== Set exercise ==
Reproduce the lines below word for word, from the first line through the line containing "228], [334, 228]]", including both of those lines. Leave out the pictures.

Entries supplied start

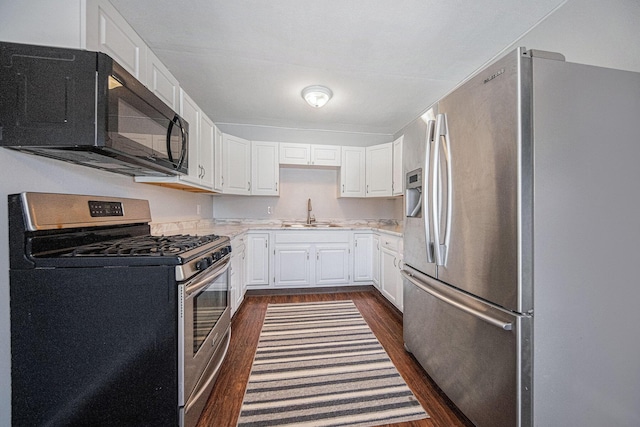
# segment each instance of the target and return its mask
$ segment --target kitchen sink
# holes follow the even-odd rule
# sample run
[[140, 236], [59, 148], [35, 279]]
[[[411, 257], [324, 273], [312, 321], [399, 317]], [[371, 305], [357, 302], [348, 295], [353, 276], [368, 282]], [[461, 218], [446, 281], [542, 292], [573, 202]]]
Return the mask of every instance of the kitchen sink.
[[334, 227], [340, 227], [337, 224], [321, 223], [321, 222], [314, 222], [312, 224], [303, 224], [303, 223], [282, 224], [282, 226], [285, 227], [285, 228], [334, 228]]

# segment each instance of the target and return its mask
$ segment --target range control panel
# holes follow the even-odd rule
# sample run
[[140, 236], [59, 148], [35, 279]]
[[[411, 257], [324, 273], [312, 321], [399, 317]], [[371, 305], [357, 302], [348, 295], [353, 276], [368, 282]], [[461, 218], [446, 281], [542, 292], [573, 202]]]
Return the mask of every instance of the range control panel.
[[89, 213], [92, 217], [123, 216], [121, 202], [104, 202], [89, 200]]

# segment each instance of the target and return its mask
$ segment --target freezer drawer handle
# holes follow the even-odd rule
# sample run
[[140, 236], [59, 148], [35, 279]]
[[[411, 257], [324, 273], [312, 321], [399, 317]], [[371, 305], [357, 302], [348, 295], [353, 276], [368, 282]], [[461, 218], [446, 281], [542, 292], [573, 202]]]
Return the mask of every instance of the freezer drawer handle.
[[478, 319], [483, 320], [489, 323], [490, 325], [497, 326], [500, 329], [504, 329], [505, 331], [510, 331], [513, 329], [512, 323], [503, 322], [502, 320], [494, 319], [493, 317], [485, 313], [482, 313], [481, 311], [468, 307], [464, 304], [460, 304], [458, 301], [455, 301], [445, 295], [442, 295], [440, 292], [436, 291], [435, 289], [429, 286], [425, 286], [424, 283], [421, 283], [419, 280], [415, 279], [411, 274], [407, 273], [404, 270], [401, 271], [401, 274], [402, 274], [402, 277], [404, 277], [405, 279], [407, 279], [408, 281], [416, 285], [418, 288], [422, 289], [425, 292], [428, 292], [429, 294], [433, 295], [439, 300], [446, 302], [447, 304], [452, 305], [457, 309], [464, 311], [465, 313], [468, 313], [474, 317], [477, 317]]

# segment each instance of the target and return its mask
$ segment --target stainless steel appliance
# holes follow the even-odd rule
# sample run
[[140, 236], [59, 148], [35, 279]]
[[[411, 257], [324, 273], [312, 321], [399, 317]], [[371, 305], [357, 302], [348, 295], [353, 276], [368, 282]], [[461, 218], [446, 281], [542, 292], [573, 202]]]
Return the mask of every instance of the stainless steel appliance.
[[478, 426], [640, 419], [639, 99], [518, 49], [405, 129], [404, 340]]
[[193, 426], [230, 339], [228, 237], [146, 200], [9, 196], [13, 425]]
[[188, 124], [103, 53], [0, 43], [0, 146], [125, 175], [187, 173]]

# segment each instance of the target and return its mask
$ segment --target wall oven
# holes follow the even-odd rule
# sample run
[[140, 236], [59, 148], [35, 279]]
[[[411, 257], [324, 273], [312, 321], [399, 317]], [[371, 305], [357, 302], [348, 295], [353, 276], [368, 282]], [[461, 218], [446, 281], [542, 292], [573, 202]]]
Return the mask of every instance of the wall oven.
[[125, 175], [187, 173], [187, 122], [104, 53], [0, 42], [0, 146]]
[[145, 200], [9, 196], [12, 425], [194, 426], [230, 339], [231, 246]]

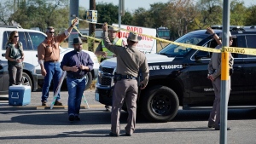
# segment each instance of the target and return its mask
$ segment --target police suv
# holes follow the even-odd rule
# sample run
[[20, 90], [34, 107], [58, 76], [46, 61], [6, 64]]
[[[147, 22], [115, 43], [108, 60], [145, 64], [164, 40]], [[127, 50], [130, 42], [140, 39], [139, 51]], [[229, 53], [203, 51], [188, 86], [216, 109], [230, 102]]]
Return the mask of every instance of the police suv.
[[[221, 26], [212, 29], [219, 36]], [[256, 49], [256, 27], [230, 26], [232, 47]], [[194, 31], [175, 42], [215, 48], [216, 41], [206, 30]], [[167, 122], [183, 109], [212, 107], [214, 92], [207, 79], [207, 65], [212, 53], [169, 44], [157, 54], [148, 54], [149, 81], [138, 95], [137, 108], [153, 122]], [[256, 106], [256, 55], [232, 54], [234, 73], [229, 106]], [[112, 105], [113, 76], [116, 59], [102, 62], [99, 69], [95, 99], [104, 105]], [[125, 106], [123, 107], [125, 110]]]
[[[38, 83], [39, 86], [43, 86], [44, 77], [41, 74], [41, 67], [38, 62], [38, 46], [45, 39], [46, 34], [35, 30], [28, 30], [23, 29], [19, 26], [0, 26], [0, 60], [6, 60], [5, 59], [5, 52], [6, 48], [5, 44], [8, 41], [9, 35], [11, 32], [17, 31], [19, 33], [19, 41], [22, 43], [23, 50], [24, 50], [24, 62], [29, 63], [33, 65], [36, 68], [36, 73], [38, 76]], [[61, 48], [60, 46], [60, 60], [62, 60], [62, 58], [65, 54], [69, 51], [73, 50], [73, 48]], [[90, 72], [88, 72], [86, 75], [86, 86], [85, 89], [88, 89], [93, 79], [96, 78], [98, 75], [98, 69], [99, 69], [99, 62], [97, 57], [95, 54], [91, 51], [83, 50], [85, 53], [88, 53], [94, 62], [93, 69]], [[24, 72], [23, 72], [24, 73]], [[32, 78], [28, 77], [29, 75], [23, 74], [24, 77], [30, 83], [30, 85], [33, 85], [33, 81], [32, 81]]]

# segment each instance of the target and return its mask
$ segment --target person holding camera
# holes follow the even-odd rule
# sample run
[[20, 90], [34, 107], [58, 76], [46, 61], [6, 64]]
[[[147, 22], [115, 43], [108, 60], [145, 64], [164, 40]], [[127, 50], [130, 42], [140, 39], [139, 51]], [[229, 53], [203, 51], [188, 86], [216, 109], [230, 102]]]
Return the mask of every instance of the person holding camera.
[[9, 34], [6, 44], [5, 58], [8, 60], [9, 86], [20, 85], [22, 84], [24, 53], [17, 31], [13, 31]]
[[[215, 49], [221, 49], [222, 48], [222, 42], [221, 38], [218, 37], [218, 36], [214, 33], [213, 30], [210, 27], [207, 29], [207, 31], [212, 35], [214, 39], [217, 41], [218, 45]], [[232, 45], [233, 43], [233, 37], [231, 35], [231, 32], [229, 32], [230, 36], [230, 44], [229, 46]], [[233, 67], [234, 64], [234, 58], [230, 53], [229, 53], [229, 66], [230, 69]], [[215, 99], [212, 106], [212, 112], [210, 113], [210, 117], [208, 119], [208, 128], [215, 128], [215, 130], [219, 130], [220, 126], [220, 72], [221, 72], [221, 53], [212, 53], [212, 58], [210, 60], [210, 62], [208, 64], [208, 76], [207, 78], [210, 79], [212, 83], [212, 86], [214, 89], [214, 94], [215, 94]], [[232, 72], [232, 71], [230, 71]], [[231, 73], [230, 73], [231, 74]], [[228, 91], [229, 95], [230, 93], [231, 89], [231, 79], [230, 76], [228, 80]], [[227, 128], [228, 130], [231, 130], [230, 128]]]

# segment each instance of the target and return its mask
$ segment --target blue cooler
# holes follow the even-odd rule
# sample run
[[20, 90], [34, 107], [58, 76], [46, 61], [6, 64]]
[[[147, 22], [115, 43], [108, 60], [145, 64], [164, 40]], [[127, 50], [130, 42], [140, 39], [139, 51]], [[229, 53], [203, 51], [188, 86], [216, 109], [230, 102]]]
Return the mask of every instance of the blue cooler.
[[9, 87], [9, 105], [25, 106], [31, 101], [31, 87], [15, 85]]

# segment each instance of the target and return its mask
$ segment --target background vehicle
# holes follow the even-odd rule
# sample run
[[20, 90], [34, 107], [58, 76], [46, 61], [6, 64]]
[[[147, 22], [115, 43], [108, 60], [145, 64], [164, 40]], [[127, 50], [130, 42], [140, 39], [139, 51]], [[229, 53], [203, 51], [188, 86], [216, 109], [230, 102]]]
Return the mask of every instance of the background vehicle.
[[[233, 47], [256, 49], [256, 30], [230, 29]], [[221, 30], [214, 30], [218, 35]], [[191, 32], [175, 42], [215, 48], [217, 43], [206, 30]], [[138, 110], [153, 122], [166, 122], [183, 109], [195, 107], [212, 107], [214, 92], [207, 78], [207, 65], [212, 53], [169, 44], [158, 54], [148, 54], [149, 82], [141, 91]], [[235, 58], [234, 74], [231, 77], [231, 92], [229, 106], [256, 106], [256, 56], [232, 54]], [[104, 60], [99, 70], [96, 101], [111, 106], [113, 75], [116, 59]]]
[[[46, 34], [35, 30], [22, 29], [15, 26], [0, 26], [0, 60], [6, 60], [4, 57], [5, 44], [8, 40], [9, 35], [11, 32], [17, 31], [19, 32], [19, 40], [23, 44], [25, 59], [24, 61], [33, 65], [36, 67], [36, 73], [38, 78], [38, 85], [42, 87], [44, 84], [44, 77], [41, 74], [41, 68], [38, 62], [38, 46], [45, 39]], [[62, 60], [64, 55], [69, 51], [73, 50], [73, 48], [61, 48], [60, 47], [60, 61]], [[99, 69], [99, 62], [97, 57], [93, 52], [84, 50], [88, 53], [94, 62], [93, 69], [90, 72], [87, 74], [87, 83], [86, 88], [88, 89], [91, 84], [92, 79], [96, 78], [97, 76]], [[64, 81], [66, 82], [66, 80]]]
[[[24, 63], [22, 72], [22, 85], [31, 86], [32, 91], [38, 89], [38, 76], [35, 66], [32, 64]], [[0, 95], [8, 95], [9, 74], [7, 60], [0, 60]]]

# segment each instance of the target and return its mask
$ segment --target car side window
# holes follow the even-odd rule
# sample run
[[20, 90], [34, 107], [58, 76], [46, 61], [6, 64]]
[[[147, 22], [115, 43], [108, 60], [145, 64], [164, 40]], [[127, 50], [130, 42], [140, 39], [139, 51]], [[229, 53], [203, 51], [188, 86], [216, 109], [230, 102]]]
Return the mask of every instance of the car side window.
[[38, 45], [44, 41], [45, 36], [42, 33], [37, 33], [37, 32], [29, 32], [32, 43], [33, 45], [33, 49], [38, 50]]
[[[246, 36], [246, 42], [247, 42], [247, 48], [254, 48], [256, 49], [256, 35], [247, 35]], [[246, 57], [248, 58], [253, 58], [253, 57], [256, 57], [256, 55], [245, 55]]]
[[19, 41], [22, 43], [23, 49], [31, 50], [31, 49], [27, 46], [25, 33], [23, 32], [18, 32], [18, 33], [19, 33]]

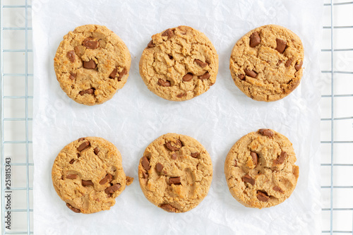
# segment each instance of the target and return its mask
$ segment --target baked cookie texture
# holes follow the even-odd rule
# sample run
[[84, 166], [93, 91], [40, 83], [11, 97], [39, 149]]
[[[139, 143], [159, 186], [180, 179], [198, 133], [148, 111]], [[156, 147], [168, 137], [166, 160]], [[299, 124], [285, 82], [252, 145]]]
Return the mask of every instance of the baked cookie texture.
[[163, 135], [151, 143], [138, 164], [146, 198], [169, 212], [196, 207], [206, 196], [213, 167], [208, 152], [191, 137]]
[[225, 174], [230, 193], [249, 207], [269, 207], [288, 198], [297, 185], [299, 168], [292, 143], [270, 129], [251, 132], [228, 153]]
[[52, 179], [66, 206], [84, 214], [110, 210], [133, 180], [125, 176], [116, 147], [99, 137], [81, 138], [65, 146], [55, 159]]
[[131, 59], [124, 42], [107, 27], [86, 25], [64, 36], [54, 67], [62, 90], [76, 102], [102, 104], [124, 87]]
[[216, 82], [218, 55], [208, 38], [188, 26], [152, 36], [140, 59], [140, 75], [148, 89], [169, 100], [192, 99]]
[[291, 30], [268, 25], [256, 28], [235, 44], [230, 72], [237, 86], [258, 101], [275, 101], [288, 95], [300, 83], [304, 51]]

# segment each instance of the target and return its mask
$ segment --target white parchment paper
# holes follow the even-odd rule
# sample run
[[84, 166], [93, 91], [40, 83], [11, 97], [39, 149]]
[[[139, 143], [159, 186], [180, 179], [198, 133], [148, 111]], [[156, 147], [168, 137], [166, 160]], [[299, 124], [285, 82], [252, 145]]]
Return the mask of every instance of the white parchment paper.
[[[323, 1], [33, 0], [35, 59], [33, 120], [35, 234], [319, 234], [318, 56]], [[76, 26], [100, 24], [116, 32], [132, 57], [123, 89], [104, 104], [88, 107], [69, 99], [56, 81], [53, 59], [62, 37]], [[234, 84], [231, 49], [246, 32], [265, 24], [287, 27], [304, 46], [300, 85], [275, 102], [252, 100]], [[191, 100], [164, 100], [148, 90], [138, 61], [150, 36], [185, 25], [204, 32], [220, 59], [215, 84]], [[260, 128], [293, 143], [300, 167], [292, 196], [270, 208], [247, 208], [229, 192], [224, 162], [242, 135]], [[167, 213], [149, 203], [138, 179], [145, 148], [172, 132], [200, 141], [211, 155], [214, 176], [207, 197], [195, 209]], [[55, 192], [54, 159], [68, 143], [83, 136], [109, 140], [120, 150], [126, 175], [135, 181], [109, 211], [75, 214]]]

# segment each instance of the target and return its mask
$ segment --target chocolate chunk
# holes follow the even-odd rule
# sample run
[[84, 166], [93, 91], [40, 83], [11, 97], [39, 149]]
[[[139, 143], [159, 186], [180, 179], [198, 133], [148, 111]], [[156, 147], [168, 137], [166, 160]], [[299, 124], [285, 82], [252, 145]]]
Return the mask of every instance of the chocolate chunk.
[[200, 152], [193, 152], [191, 153], [191, 157], [193, 157], [193, 158], [196, 158], [196, 157], [198, 157], [200, 156]]
[[89, 95], [92, 95], [92, 94], [94, 94], [95, 93], [95, 88], [90, 88], [90, 89], [87, 89], [87, 90], [81, 90], [80, 92], [78, 92], [78, 94], [80, 94], [80, 95], [83, 95], [85, 94], [89, 94]]
[[297, 71], [299, 71], [300, 68], [301, 68], [301, 66], [303, 65], [303, 61], [300, 61], [300, 63], [297, 63], [297, 64], [294, 66], [295, 69]]
[[276, 38], [276, 50], [280, 53], [283, 53], [286, 49], [287, 42], [279, 38]]
[[188, 73], [183, 77], [183, 80], [184, 82], [189, 82], [191, 79], [193, 79], [193, 74], [191, 73]]
[[72, 63], [75, 62], [75, 58], [76, 56], [75, 55], [74, 50], [68, 52], [68, 53], [66, 54], [66, 56], [67, 58], [68, 58], [68, 60], [70, 61], [71, 61]]
[[203, 62], [201, 60], [197, 59], [195, 60], [195, 62], [196, 62], [196, 64], [198, 64], [201, 68], [205, 68], [205, 66], [207, 66], [208, 65], [208, 63]]
[[255, 167], [256, 167], [258, 164], [258, 154], [256, 152], [251, 152], [250, 155], [251, 156], [251, 158], [253, 159], [253, 164], [255, 165]]
[[160, 205], [160, 207], [165, 211], [167, 211], [168, 212], [176, 212], [178, 211], [176, 208], [170, 205], [169, 204], [161, 204]]
[[87, 69], [95, 69], [97, 67], [97, 64], [95, 61], [90, 59], [88, 61], [83, 61], [83, 68]]
[[201, 75], [201, 76], [198, 76], [198, 79], [201, 79], [201, 80], [208, 79], [210, 76], [211, 76], [211, 75], [210, 74], [210, 73], [206, 72], [206, 73], [203, 73], [203, 75]]
[[97, 49], [100, 45], [100, 42], [93, 40], [92, 37], [88, 37], [83, 40], [82, 44], [88, 49]]
[[267, 194], [266, 192], [263, 192], [261, 191], [258, 191], [256, 198], [258, 198], [258, 199], [261, 202], [265, 202], [265, 203], [268, 201], [269, 198], [268, 195]]
[[66, 179], [77, 179], [77, 174], [68, 174], [66, 176]]
[[256, 76], [258, 76], [258, 73], [256, 73], [256, 72], [255, 72], [253, 70], [249, 69], [245, 70], [245, 74], [251, 78], [256, 78]]
[[146, 156], [143, 156], [143, 157], [142, 158], [141, 164], [146, 171], [148, 171], [151, 168], [151, 167], [150, 166], [150, 161], [148, 160], [148, 158], [146, 157]]
[[90, 146], [90, 142], [85, 141], [83, 143], [81, 143], [80, 145], [80, 146], [78, 146], [78, 147], [77, 148], [77, 150], [80, 152], [80, 151], [83, 150], [84, 149], [88, 147], [88, 146]]
[[286, 159], [286, 157], [287, 157], [287, 152], [282, 152], [281, 155], [278, 156], [278, 157], [275, 161], [273, 161], [273, 162], [275, 164], [282, 164], [283, 162], [285, 162], [285, 159]]
[[160, 162], [156, 164], [155, 170], [157, 171], [157, 172], [160, 173], [162, 172], [162, 169], [163, 169], [163, 165], [162, 164], [160, 164]]
[[253, 186], [255, 185], [255, 179], [251, 178], [251, 176], [247, 174], [241, 178], [241, 180], [244, 182], [249, 183]]
[[82, 180], [82, 186], [93, 186], [93, 182], [92, 182], [92, 181], [84, 181], [84, 180]]
[[72, 210], [73, 212], [74, 212], [75, 213], [80, 213], [81, 210], [80, 209], [77, 209], [77, 208], [75, 208], [74, 207], [73, 207], [72, 205], [71, 205], [70, 204], [67, 203], [66, 203], [66, 206], [71, 210]]
[[113, 179], [113, 176], [110, 174], [107, 174], [104, 178], [102, 179], [100, 181], [100, 184], [104, 184], [107, 182], [110, 182]]
[[181, 184], [180, 177], [170, 177], [169, 178], [169, 185], [170, 184]]
[[258, 35], [258, 32], [254, 32], [251, 35], [250, 35], [250, 47], [255, 47], [260, 44], [261, 39]]
[[258, 130], [258, 133], [263, 135], [273, 137], [273, 132], [270, 129], [260, 129]]
[[158, 79], [158, 85], [162, 87], [170, 87], [170, 82], [169, 80], [164, 81], [162, 79]]
[[109, 78], [115, 78], [115, 76], [116, 76], [116, 73], [118, 72], [118, 68], [117, 67], [115, 67], [114, 69], [113, 69], [113, 71], [112, 71], [112, 73], [110, 73], [109, 74]]

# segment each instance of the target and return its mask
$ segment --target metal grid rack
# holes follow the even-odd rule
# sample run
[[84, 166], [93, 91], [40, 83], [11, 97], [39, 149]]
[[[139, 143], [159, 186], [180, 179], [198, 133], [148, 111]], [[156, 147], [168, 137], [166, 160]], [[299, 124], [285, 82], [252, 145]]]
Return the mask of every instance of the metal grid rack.
[[[32, 6], [30, 0], [0, 1], [1, 234], [32, 234]], [[336, 19], [343, 8], [350, 9], [346, 16], [352, 16], [353, 1], [326, 0], [323, 8], [322, 233], [353, 234], [353, 88], [345, 85], [349, 81], [353, 88], [353, 72], [347, 71], [349, 63], [352, 64], [349, 58], [353, 58], [349, 55], [353, 45], [341, 47], [342, 44], [337, 44], [349, 34], [353, 41], [353, 23], [340, 25], [342, 20]], [[347, 130], [348, 134], [342, 137], [342, 133]], [[4, 200], [8, 191], [4, 181], [6, 157], [11, 159], [11, 210], [6, 209]], [[11, 230], [4, 226], [8, 211], [11, 212]]]

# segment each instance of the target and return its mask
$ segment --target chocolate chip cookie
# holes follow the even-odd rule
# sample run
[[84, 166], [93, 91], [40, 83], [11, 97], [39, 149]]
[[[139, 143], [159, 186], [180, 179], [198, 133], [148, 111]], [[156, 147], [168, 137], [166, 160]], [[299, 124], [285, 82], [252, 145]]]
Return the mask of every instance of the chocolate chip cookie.
[[81, 138], [65, 146], [52, 169], [54, 188], [74, 212], [109, 210], [133, 178], [126, 176], [121, 156], [110, 142]]
[[230, 150], [225, 164], [229, 191], [249, 207], [269, 207], [288, 198], [297, 185], [299, 168], [292, 143], [270, 129], [251, 132]]
[[152, 36], [140, 60], [150, 91], [169, 100], [192, 99], [210, 89], [218, 72], [217, 52], [202, 32], [188, 26]]
[[163, 135], [150, 144], [138, 164], [138, 180], [147, 199], [169, 212], [196, 207], [211, 184], [211, 158], [191, 137]]
[[107, 27], [87, 25], [64, 36], [54, 59], [60, 86], [86, 105], [110, 100], [126, 83], [131, 59], [124, 42]]
[[293, 32], [279, 25], [264, 25], [237, 42], [230, 72], [235, 85], [249, 97], [275, 101], [299, 85], [304, 57], [301, 41]]

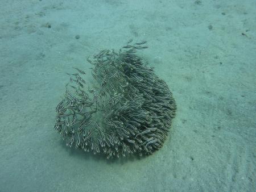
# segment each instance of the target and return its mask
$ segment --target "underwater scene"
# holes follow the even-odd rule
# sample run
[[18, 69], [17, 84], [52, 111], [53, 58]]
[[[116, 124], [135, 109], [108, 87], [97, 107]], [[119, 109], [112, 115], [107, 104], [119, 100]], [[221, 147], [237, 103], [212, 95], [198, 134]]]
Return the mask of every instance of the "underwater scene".
[[255, 191], [255, 1], [0, 7], [0, 191]]

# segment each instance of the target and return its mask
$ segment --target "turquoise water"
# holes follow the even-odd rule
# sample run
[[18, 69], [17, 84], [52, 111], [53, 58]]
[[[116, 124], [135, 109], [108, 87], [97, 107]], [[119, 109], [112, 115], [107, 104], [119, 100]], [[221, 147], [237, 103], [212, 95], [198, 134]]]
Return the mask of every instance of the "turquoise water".
[[[1, 1], [0, 191], [255, 190], [255, 6]], [[67, 147], [54, 130], [65, 73], [131, 38], [177, 103], [163, 147], [118, 160]]]

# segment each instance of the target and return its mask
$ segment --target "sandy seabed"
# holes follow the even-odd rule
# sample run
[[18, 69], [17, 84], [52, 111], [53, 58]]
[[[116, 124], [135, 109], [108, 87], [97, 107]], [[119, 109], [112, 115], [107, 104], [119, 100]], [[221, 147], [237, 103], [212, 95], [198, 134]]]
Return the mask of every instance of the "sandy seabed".
[[[1, 1], [1, 191], [253, 191], [256, 2]], [[67, 148], [55, 107], [89, 55], [130, 39], [177, 106], [160, 150], [109, 160]]]

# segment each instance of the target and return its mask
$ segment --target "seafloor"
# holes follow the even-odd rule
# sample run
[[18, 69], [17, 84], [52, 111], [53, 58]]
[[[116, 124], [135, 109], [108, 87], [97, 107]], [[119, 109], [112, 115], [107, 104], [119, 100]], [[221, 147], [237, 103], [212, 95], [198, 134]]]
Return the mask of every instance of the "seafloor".
[[[256, 2], [1, 1], [1, 191], [253, 191]], [[138, 54], [177, 111], [163, 147], [107, 160], [53, 129], [72, 66], [147, 40]]]

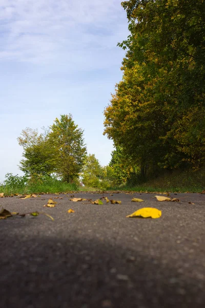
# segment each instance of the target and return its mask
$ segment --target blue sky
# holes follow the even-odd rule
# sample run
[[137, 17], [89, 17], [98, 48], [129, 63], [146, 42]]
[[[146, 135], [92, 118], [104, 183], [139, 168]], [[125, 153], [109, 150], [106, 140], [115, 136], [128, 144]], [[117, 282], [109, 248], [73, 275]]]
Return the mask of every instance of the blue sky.
[[129, 34], [121, 0], [0, 0], [0, 181], [23, 174], [17, 138], [26, 127], [71, 113], [88, 152], [109, 163], [112, 142], [102, 135], [104, 108]]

Entries supplied end

== The answer ==
# segment each instance of the target and return its mask
$ segment --target kitchen sink
# holes follow the even-odd rule
# sample run
[[140, 236], [59, 148], [35, 279]]
[[[411, 257], [324, 273], [312, 321], [399, 317]], [[371, 305], [357, 302], [348, 295], [353, 276], [368, 282]], [[461, 218], [446, 281], [542, 292], [573, 202]]]
Return the mask of every instance of the kitchen sink.
[[334, 227], [340, 227], [337, 224], [321, 223], [321, 222], [314, 222], [312, 224], [303, 224], [303, 223], [282, 224], [282, 226], [285, 227], [285, 228], [334, 228]]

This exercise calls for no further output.